About this task: Please print all of the entries, matching them exactly.

The records:
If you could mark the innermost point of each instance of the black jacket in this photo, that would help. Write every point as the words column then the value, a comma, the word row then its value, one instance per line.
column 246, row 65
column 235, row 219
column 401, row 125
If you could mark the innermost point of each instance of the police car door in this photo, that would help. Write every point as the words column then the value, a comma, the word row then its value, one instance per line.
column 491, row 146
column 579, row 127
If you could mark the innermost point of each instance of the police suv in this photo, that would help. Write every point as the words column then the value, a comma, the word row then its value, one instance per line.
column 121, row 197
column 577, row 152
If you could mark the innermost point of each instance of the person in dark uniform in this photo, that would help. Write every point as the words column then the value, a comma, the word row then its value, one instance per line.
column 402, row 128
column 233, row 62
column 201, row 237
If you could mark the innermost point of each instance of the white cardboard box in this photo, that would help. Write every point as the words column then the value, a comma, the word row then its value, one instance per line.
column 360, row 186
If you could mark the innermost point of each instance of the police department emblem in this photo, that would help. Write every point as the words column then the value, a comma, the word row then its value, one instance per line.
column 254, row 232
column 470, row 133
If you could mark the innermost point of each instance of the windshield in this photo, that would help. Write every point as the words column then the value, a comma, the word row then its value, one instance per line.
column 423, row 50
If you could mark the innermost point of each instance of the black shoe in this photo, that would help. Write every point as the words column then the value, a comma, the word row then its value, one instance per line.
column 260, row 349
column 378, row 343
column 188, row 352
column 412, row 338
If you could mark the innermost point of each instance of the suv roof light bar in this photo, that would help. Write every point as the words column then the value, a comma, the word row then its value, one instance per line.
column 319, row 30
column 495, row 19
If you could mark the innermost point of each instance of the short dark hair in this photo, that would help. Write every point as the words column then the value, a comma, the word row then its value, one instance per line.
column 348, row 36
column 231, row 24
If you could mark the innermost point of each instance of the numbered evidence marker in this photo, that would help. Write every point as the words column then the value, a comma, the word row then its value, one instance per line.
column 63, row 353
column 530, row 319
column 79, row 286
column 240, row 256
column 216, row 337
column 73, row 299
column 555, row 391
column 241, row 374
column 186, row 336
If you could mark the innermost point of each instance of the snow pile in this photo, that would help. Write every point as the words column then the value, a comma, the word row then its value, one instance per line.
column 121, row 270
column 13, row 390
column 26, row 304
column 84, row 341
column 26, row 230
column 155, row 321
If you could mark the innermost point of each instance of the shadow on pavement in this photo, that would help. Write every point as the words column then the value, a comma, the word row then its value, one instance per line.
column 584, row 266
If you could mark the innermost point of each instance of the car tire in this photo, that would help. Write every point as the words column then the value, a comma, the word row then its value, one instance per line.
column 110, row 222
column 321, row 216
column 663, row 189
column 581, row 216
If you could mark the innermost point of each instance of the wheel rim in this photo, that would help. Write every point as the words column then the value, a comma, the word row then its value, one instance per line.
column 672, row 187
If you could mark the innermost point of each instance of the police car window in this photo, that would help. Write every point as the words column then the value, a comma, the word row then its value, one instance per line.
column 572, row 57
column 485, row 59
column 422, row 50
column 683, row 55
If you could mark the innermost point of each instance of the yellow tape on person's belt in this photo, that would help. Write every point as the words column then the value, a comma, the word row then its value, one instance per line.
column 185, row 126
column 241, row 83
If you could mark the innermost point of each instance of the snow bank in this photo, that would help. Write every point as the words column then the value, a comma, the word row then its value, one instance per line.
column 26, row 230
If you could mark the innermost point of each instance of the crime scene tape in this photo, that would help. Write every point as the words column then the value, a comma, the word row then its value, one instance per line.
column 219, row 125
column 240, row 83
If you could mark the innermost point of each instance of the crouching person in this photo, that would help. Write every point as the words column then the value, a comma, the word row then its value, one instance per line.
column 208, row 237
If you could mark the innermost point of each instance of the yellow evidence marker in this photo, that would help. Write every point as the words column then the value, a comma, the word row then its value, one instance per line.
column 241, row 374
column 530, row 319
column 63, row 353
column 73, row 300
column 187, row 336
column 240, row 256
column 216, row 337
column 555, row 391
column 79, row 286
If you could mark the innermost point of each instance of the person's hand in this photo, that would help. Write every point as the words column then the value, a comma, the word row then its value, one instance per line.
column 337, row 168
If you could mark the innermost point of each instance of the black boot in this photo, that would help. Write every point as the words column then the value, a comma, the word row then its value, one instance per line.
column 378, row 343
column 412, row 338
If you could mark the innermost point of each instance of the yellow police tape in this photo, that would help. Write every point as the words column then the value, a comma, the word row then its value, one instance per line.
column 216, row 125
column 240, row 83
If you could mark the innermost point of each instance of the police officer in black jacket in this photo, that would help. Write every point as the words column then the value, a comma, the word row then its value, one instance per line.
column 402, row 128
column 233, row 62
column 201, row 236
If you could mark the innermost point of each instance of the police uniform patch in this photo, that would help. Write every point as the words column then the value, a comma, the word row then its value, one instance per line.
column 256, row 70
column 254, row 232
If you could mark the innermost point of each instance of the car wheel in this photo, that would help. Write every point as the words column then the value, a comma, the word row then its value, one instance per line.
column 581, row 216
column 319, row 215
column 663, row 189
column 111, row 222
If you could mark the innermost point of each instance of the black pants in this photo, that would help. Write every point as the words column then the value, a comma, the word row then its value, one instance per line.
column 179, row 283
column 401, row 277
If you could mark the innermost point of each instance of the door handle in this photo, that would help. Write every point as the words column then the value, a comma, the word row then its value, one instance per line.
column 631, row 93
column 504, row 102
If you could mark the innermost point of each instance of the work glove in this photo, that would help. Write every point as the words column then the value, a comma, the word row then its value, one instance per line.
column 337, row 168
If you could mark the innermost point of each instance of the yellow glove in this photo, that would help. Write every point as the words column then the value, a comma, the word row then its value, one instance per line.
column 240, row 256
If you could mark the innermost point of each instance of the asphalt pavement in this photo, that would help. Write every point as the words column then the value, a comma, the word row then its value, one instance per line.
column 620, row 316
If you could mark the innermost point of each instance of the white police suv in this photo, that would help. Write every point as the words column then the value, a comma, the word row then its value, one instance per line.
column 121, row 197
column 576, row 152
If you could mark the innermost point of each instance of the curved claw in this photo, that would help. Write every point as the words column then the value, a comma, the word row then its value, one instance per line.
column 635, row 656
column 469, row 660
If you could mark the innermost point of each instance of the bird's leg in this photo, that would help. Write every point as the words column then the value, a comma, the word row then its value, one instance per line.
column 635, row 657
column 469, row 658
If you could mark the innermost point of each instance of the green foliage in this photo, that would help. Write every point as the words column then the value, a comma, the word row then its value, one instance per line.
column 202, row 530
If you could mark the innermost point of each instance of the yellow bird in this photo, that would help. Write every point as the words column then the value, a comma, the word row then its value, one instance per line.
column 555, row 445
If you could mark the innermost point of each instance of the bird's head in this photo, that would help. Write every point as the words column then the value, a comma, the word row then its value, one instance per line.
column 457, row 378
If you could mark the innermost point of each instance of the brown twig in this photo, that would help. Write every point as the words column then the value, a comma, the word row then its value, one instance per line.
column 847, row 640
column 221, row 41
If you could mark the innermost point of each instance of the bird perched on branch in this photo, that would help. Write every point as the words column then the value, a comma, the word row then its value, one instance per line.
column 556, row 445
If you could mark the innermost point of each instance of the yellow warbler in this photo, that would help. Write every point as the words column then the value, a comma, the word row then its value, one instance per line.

Response area:
If you could mark the innermost point of each instance of the black jacket in this photo, that would help. Write every point as the words column then the value, a comma, the word row then its value, one instance per line.
column 246, row 65
column 235, row 219
column 401, row 125
If you could mark the innermost point of each instance of the police car door in this photo, that would help. Write every point as the words column then the value, a comma, the word row then its value, one instance per line.
column 491, row 146
column 579, row 127
If you could mark the innermost point of each instance of the police suv in this photo, that would help. Write every point as the words column then the value, a comma, the word row then its value, one instance per line.
column 121, row 197
column 577, row 152
If you could mark the innermost point of each instance of the person in dark uniform in this photo, that would help. Write every point as the words column then the value, a comma, the word row then its value, one instance per line.
column 402, row 128
column 233, row 62
column 201, row 237
If you could mark the innermost point of each instance of the white cardboard box in this photo, that would help. Write every point as the words column then the value, a comma, the word row then its value, one instance per line.
column 360, row 186
If you could mark the innermost point of each instance of the police department emblem in this photo, that would help. Write every point as the words column then the value, a comma, the word row then its value, one instance per line.
column 254, row 232
column 470, row 133
If you could mark the innermost point of each instance of the windshield in this photo, that would help. Write every point as the words column then the value, a comma, the word row then its value, one instance per line.
column 423, row 50
If you could mark the innermost point of each instance of the black shoe in this photo, that would help. Write every point as the words column then the value, a comma, the word row then its value, one instance per line.
column 260, row 349
column 378, row 343
column 188, row 352
column 412, row 338
If you could mark the innermost point of each instance of the suv roof light bar in this photo, that would help. Write every point as the words column then the value, a comma, the word row then its value, one instance per line.
column 319, row 30
column 495, row 19
If you could mark the innermost point of each instance of the short dark hair in this photo, that would help. Write every point as the words column then the value, a comma, the word row then its value, one instance per line.
column 348, row 36
column 231, row 24
If you could mark the innermost point of each instance of the numbered evidence marker in this photo, that would help. Write every point as the words column then the value, a comma, the word row then its value, one instance per line.
column 63, row 353
column 530, row 319
column 79, row 286
column 240, row 256
column 216, row 337
column 73, row 299
column 555, row 391
column 241, row 374
column 186, row 336
If you could mark the innermost point of each instance of the snow pile in this photo, that would help. Write every point as the words column then the value, a comma, the word row then its value, one instance per line.
column 121, row 270
column 13, row 390
column 26, row 304
column 84, row 341
column 26, row 230
column 155, row 321
If you could mark the innermost point of each instance of the shadow on pavement in this photo, that would help. Write every point as the words column then the value, a comma, the word row then its value, one instance per line.
column 584, row 266
If you could mark the innermost point of each instance of the car tire in this photo, that would help. Write every point as the words column then the value, a comma, the word row then its value, one instance per line.
column 110, row 222
column 321, row 216
column 663, row 189
column 581, row 216
If you could mark the innermost point of each instance of the wheel rim in this photo, that would help. Write every point as the words column then the value, a comma, the word row then its value, one instance per line.
column 672, row 187
If you could mark the innermost point of each instance of the police car window in this photo, that would help. Write every point as the words column then the value, a comma, the word row then its value, one instance per line.
column 572, row 57
column 485, row 59
column 422, row 50
column 683, row 55
If you could mark the innermost point of each instance of the yellow tape on person's belt in this photo, that would help. Write every point as the words column then the value, a comma, the word row then its value, one instance per line.
column 185, row 126
column 241, row 83
If you could mark the innermost point of each instance of the snow bank in this photo, that would help. Write every point as the words column then the value, a comma, the word row then its value, one instance per line.
column 26, row 230
If you could mark the innermost point of each instance of the crime scene tape in this photo, that would help. Write every point as the words column then the value, a comma, the word row then its value, one instance per line.
column 219, row 125
column 240, row 83
If you could mark the innermost point of each instance of the crouching person in this photo, that would help. Write every point as the words column then the value, a comma, the word row then its value, one instance per line.
column 208, row 237
If you could mark the innermost point of each instance of the yellow evidence marker in this photo, that would help. Write every point as the words column then the value, a comma, the word row then its value, one instance per line.
column 241, row 374
column 530, row 319
column 63, row 353
column 73, row 300
column 187, row 336
column 240, row 256
column 216, row 337
column 555, row 391
column 79, row 286
If you could mark the innermost point of each instance of the person's hand in this photo, that would help. Write every point as the words column then the value, a comma, the word row then its value, one instance per line.
column 337, row 168
If you could mark the innermost point of each instance of the black boot in this photo, that would help. Write every point as the words column then the value, a comma, the word row then its value, one instance per line.
column 378, row 343
column 412, row 338
If you could mark the innermost point of each instance of the yellow police tape in this photo, that would help. Write every point as the words column then the value, a comma, the word row then its value, one instance per line.
column 216, row 125
column 240, row 83
If you could mark the innermost point of each instance of the police officer in black jacket in this photo, that would help. Write every point as the words column then the value, a comma, the word row then its value, one instance per line.
column 402, row 128
column 233, row 62
column 201, row 236
If you could mark the innermost point of each instance of the police uniform patch in this photo, that would help. Write every point as the words column then the value, a comma, the word row then its value, one instance per line.
column 256, row 70
column 254, row 232
If you could mark the innermost point of each instance of the car wheel in this photo, that would help. Write every point as the words column then the value, a comma, the word row then its value, one instance per line.
column 581, row 216
column 319, row 215
column 663, row 189
column 111, row 222
If you could mark the innermost point of each instance of the black pants in this photo, that would help. Write every point as the words column then the value, a comma, the word row then its value, one instance per line.
column 179, row 283
column 401, row 277
If you could mark the innermost point of each instance of the door handle in this photo, that would help. Write every point as the words column then the value, a comma, the word row then its value, one instance per line.
column 631, row 93
column 504, row 102
If you could mark the innermost point of each instance of the work glove in this photo, that would help. Write every point as the words column then the value, a comma, the word row then its value, one instance per line.
column 337, row 168
If you could mark the innermost point of each instance of the yellow glove in this photo, that would help. Write every point as the words column then the value, a comma, the word row then its value, one instance per line.
column 240, row 256
If you could mark the innermost point of each instance of the asphalt pavement in this photo, that would help. Write every point as the words column then the value, a comma, the word row then its value, one instance per line.
column 620, row 316
If you could mark the innermost point of each instance of the white police suv in this photo, that would help. Write every point as the words column then the value, a comma, the word row then its value, one instance per line.
column 121, row 197
column 576, row 152
If you could mark the innermost point of each instance of the curved claw in this photo, that would help. Write every point as the words column then the value, a comma, the word row then its value, one instance per line.
column 635, row 656
column 469, row 660
If you could mark the innermost point of each instance of the bird's leg in this photo, that would help. Write every point as the words column then the value, a comma, the word row then its value, one instance per line.
column 635, row 657
column 469, row 658
If you could mark the innermost point of each instance of the green foliage in this photo, that would help. Write every point as the words column then the value, a comma, the word row then its value, one instance per line.
column 202, row 530
If you could mark the innermost point of each instance of the yellow bird in this photo, that would help. Write every point as the words column then the value, a comma, the word row then its value, one instance per line.
column 555, row 445
If you could mark the innermost point of each instance of the bird's head in this photo, that would help. Write every point as the words column then the value, a comma, the word row then its value, one instance per line.
column 457, row 378
If you could mark the innermost point of each instance of the brown twig in this photo, that would help. Write every point as the words column then the value, a comma, the word row then its value, one instance per line.
column 847, row 640
column 221, row 41
If you could mark the innermost point of each instance of the bird perched on branch in this photo, that would help. Write every point as the words column then the value, a comma, the word row then its value, one instance per line.
column 556, row 445
If you could mark the innermost point of each instance of the yellow warbler in this photo, that would help. Write every point as the words column then the value, a comma, the word row then its value, one instance per line.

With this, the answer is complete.